--- Start Document section ---

Thank you so much for your suggestions. By combining I meant combining the methylation and proteomics data actually. So if I just want to get the correlation between these datasets and also determine the features which are correlated or so, I do not need to split the data into train and test if I understood you right?

Many thanks once again for your quick response and time,

I look forward to using mixOmics!

Shweta

christoa · April 26, 2021, 10:07am

Hi @shweta,

Yes, this is correct. Also, the cross-validation steps (perf and tune) will by definition split data into training and test data. Of course you still need to combine data in the sense that you are making a list data = list(Proteomics = Proteomics_X, Methylation = Methylation_X). But, besides that you don’t have to combine/split data. You just have to make sure, that the subjects are matched in all datasets:

head(cbind(rownames(Proteomics_X), rownames(Methylation_X), rownames(Y)))
lapply(data, dim)

Christopher

shweta · April 26, 2021, 10:12am

Dear Christopher,

Thanks a million for your help.

Regards,
Shweta

christoa · April 26, 2021, 10:24am

You are welcome. Please let me know if you have more questions

shweta · April 27, 2021, 9:08am

Dear Christopher,

I am back with a small issue, following your suggestions, I finished designing my matrix and was trying to tune the number of components required for the final DIABLO model. However, as you can see in the image attached below, I do not get any outputs for choice ncomp. I used leave one out CV because I have 6 groups and some groups have fewer samples present within them.

Looking forward to your response,

Thank you so much in advance.

--- End Document section ---
--- Start Data rows ---

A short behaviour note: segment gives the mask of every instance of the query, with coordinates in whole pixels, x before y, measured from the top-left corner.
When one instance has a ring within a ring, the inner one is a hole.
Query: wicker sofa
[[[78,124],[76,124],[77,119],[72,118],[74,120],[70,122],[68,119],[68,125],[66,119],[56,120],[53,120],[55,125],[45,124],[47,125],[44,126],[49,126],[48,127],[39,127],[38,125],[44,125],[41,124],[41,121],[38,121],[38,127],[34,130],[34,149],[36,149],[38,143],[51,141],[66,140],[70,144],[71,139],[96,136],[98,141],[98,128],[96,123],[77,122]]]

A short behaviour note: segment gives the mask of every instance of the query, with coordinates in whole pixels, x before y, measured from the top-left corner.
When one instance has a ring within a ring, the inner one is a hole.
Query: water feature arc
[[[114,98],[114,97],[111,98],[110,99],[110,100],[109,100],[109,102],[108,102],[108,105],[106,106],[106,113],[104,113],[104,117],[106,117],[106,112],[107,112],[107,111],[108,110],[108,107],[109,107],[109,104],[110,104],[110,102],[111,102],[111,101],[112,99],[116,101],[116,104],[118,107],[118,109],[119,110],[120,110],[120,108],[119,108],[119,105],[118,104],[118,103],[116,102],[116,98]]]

--- End Data rows ---
--- Start Data rows ---

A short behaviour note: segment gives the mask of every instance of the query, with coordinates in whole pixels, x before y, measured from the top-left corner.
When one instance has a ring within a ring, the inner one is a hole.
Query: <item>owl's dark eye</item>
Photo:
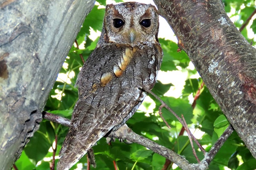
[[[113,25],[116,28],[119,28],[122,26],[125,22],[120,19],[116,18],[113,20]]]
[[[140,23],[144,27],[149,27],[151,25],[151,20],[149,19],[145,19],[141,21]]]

--- End Data rows ---

* Problems:
• A. Rewrite the forum thread starting at the words "christoa · April 26, 2021, 10:24am" and stopping after "much in advance.", with "latent components" put in place of "components".
• B. Using the forum thread, answer each item on its own line:
(i) What two kinds of data did Shweta mean by combining?
(ii) Which cross-validation steps split data into training and test data by definition?
(iii) Why did Shweta use leave one out CV?

* Answers per task:
• A.
christoa · April 26, 2021, 10:24am

You are welcome. Please let me know if you have more questions

shweta · April 27, 2021, 9:08am

Dear Christopher,

I am back with a small issue, following your suggestions, I finished designing my matrix and was trying to tune the number of latent components required for the final DIABLO model. However, as you can see in the image attached below, I do not get any outputs for choice ncomp. I used leave one out CV because I have 6 groups and some groups have fewer samples present within them.

Looking forward to your response,

Thank you so much in advance.

• B.
(i) The methylation and proteomics data.
(ii) The perf and tune steps.
(iii) Because there are 6 groups and some groups have fewer samples within them.